Restate each record below word for word, skipping images.

START Given information

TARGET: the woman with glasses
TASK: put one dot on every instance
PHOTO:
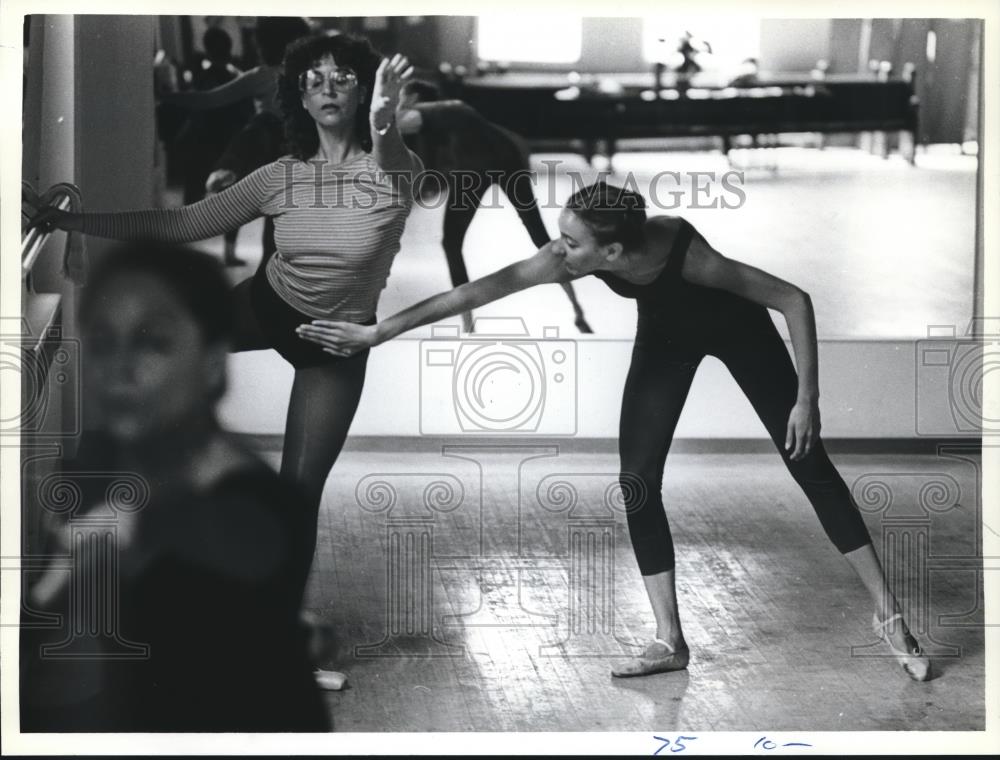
(339, 203)
(260, 140)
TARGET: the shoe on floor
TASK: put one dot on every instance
(914, 662)
(659, 657)
(329, 680)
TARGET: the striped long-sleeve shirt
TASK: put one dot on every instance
(336, 227)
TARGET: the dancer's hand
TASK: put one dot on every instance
(389, 79)
(803, 429)
(339, 338)
(219, 180)
(51, 218)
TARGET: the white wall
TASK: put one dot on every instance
(868, 390)
(793, 44)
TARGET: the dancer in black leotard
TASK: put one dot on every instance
(210, 569)
(692, 302)
(468, 153)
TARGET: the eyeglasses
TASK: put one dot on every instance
(314, 80)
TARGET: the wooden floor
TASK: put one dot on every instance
(491, 589)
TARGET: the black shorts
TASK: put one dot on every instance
(277, 321)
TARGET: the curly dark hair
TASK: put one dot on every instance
(614, 214)
(347, 50)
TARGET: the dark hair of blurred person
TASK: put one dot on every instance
(210, 563)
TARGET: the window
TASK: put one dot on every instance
(530, 39)
(732, 40)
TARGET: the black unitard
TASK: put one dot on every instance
(679, 324)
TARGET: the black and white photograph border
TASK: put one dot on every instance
(485, 576)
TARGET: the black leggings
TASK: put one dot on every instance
(325, 393)
(658, 383)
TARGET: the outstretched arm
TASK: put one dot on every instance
(706, 266)
(213, 216)
(346, 338)
(388, 148)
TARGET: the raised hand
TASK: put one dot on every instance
(339, 338)
(389, 79)
(219, 180)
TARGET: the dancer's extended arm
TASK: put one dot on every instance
(213, 216)
(706, 266)
(258, 82)
(346, 338)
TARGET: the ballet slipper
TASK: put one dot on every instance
(330, 680)
(916, 664)
(659, 657)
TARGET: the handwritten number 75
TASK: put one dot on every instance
(679, 745)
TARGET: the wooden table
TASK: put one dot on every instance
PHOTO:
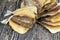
(36, 33)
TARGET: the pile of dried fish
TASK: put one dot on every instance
(45, 12)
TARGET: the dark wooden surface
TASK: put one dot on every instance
(36, 33)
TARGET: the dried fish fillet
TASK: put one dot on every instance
(55, 18)
(23, 19)
(51, 23)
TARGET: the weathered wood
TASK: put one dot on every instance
(38, 32)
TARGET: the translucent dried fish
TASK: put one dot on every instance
(23, 19)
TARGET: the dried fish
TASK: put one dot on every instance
(23, 19)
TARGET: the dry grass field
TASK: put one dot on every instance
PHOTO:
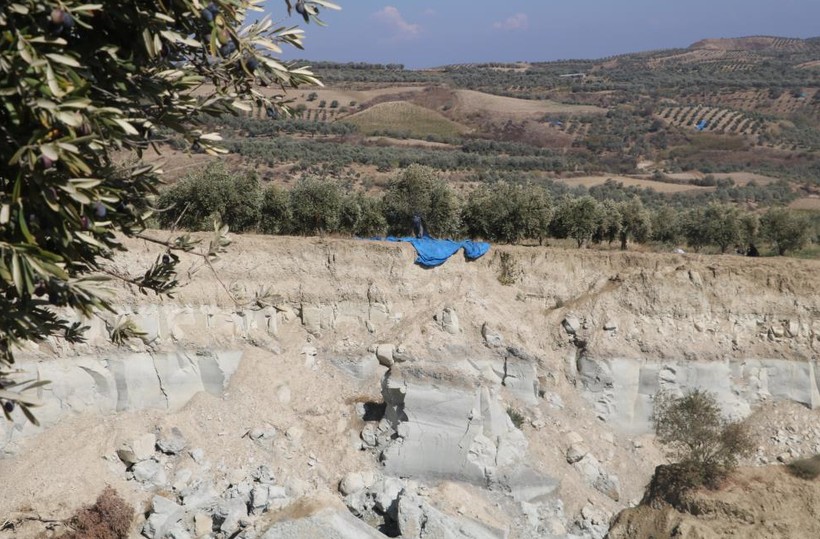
(406, 117)
(470, 102)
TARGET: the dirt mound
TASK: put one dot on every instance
(756, 503)
(314, 359)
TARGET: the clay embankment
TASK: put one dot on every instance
(362, 363)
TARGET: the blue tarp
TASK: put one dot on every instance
(434, 252)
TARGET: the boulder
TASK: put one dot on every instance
(571, 325)
(203, 524)
(138, 449)
(172, 443)
(448, 320)
(491, 337)
(384, 353)
(576, 452)
(328, 523)
(150, 471)
(351, 483)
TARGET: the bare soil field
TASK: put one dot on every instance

END Given information

* **Your response**
TARGET: the woman with glasses
TASK: put one dot on every instance
PHOTO:
(339, 203)
(260, 140)
TARGET: the shoe on floor
TASK: put one dot on every instance
(914, 662)
(659, 657)
(329, 680)
TARGET: the striped long-sleeve shirt
TASK: put one dot on every instance
(336, 227)
TARGET: the dancer's hand
TASK: put one dot on every instance
(389, 79)
(803, 429)
(339, 338)
(219, 180)
(51, 218)
TARGET: the white wall
TASK: put one dot on every instance
(868, 390)
(793, 44)
TARGET: the dancer in black leotard
TASK: put one dot on every instance
(210, 569)
(692, 302)
(468, 153)
TARGET: the eyeglasses
TASK: put one dot on every instance
(314, 80)
TARGET: the wooden floor
TASK: put one dot on every instance
(491, 589)
TARGET: the black shorts
TASK: put one dot on every instance
(277, 321)
TARGET: the curly dark hair
TASK: put one dot on every instance
(614, 214)
(347, 50)
TARGET: the dark hair of blurred person
TASK: put one dot on every instance
(210, 563)
TARGET: the window
TASK: put one dot on every instance
(530, 39)
(732, 40)
TARGET: the black unitard
TASK: put one dot on every instance
(679, 324)
TARGET: the black and white photograph border
TASK: put one dot on every instance
(485, 576)
TARGET: the black leggings
TASK: put one dot on every instance
(325, 393)
(658, 383)
TARGET: the outstretched arm
TASK: put one dot on every instance
(706, 266)
(213, 216)
(346, 338)
(388, 148)
TARGET: the raised hand
TASK: put one dot on every instance
(339, 338)
(389, 79)
(219, 180)
TARGET: the dancer's extended arm
TASK: put one dot on every instance
(213, 216)
(706, 266)
(258, 82)
(346, 338)
TARGET: the ballet slipper
TASK: put one dot on every instance
(330, 680)
(916, 664)
(659, 657)
TARGET: the handwritten number 75
TASK: put one dot on every instance
(679, 745)
TARGET: the wooden table
TASK: put one dot on every instance
PHOTO:
(36, 33)
TARGET: the pile of dried fish
TASK: put one dot on every instance
(45, 12)
TARGET: the dark wooden surface
TASK: put one dot on every instance
(36, 33)
TARGET: the dried fish fillet
TASK: put one dot on every instance
(55, 18)
(23, 19)
(51, 23)
TARGET: the weathered wood
TASK: put one dot on every instance
(38, 32)
TARGET: the translucent dried fish
TASK: put one dot on every instance
(23, 19)
TARGET: the dried fish
TASK: put one dot on every instance
(23, 19)
TARGET: the dry grass field
TASK: put one dot on every instance
PHOTO:
(406, 117)
(470, 102)
TARGET: the dirt mound
TASK: put one dot on every instance
(756, 503)
(314, 359)
TARGET: the clay embankment
TASK: put one dot on every instance
(362, 363)
TARGET: the blue tarp
TASK: put one dot on every instance
(434, 252)
TARGET: the boulder
TASK: put one dot on every instance
(571, 325)
(203, 524)
(138, 449)
(172, 443)
(448, 320)
(491, 337)
(384, 353)
(576, 452)
(328, 523)
(150, 471)
(351, 483)
TARGET: the bare soil field
TASK: put one dot on every instance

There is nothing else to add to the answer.